**THE TASK**
What follows is a set of records; give them all back exactly.

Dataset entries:
──────────
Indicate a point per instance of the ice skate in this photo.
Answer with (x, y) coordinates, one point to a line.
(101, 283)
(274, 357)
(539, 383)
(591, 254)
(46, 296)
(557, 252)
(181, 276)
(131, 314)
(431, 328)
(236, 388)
──────────
**SOLUTION TO THE PROBLEM**
Indicate a point per instance of the ice skate in this photo.
Answer with (x, y) coordinates, one point to a line.
(101, 283)
(274, 357)
(539, 383)
(591, 254)
(46, 296)
(557, 252)
(181, 276)
(131, 314)
(431, 328)
(236, 388)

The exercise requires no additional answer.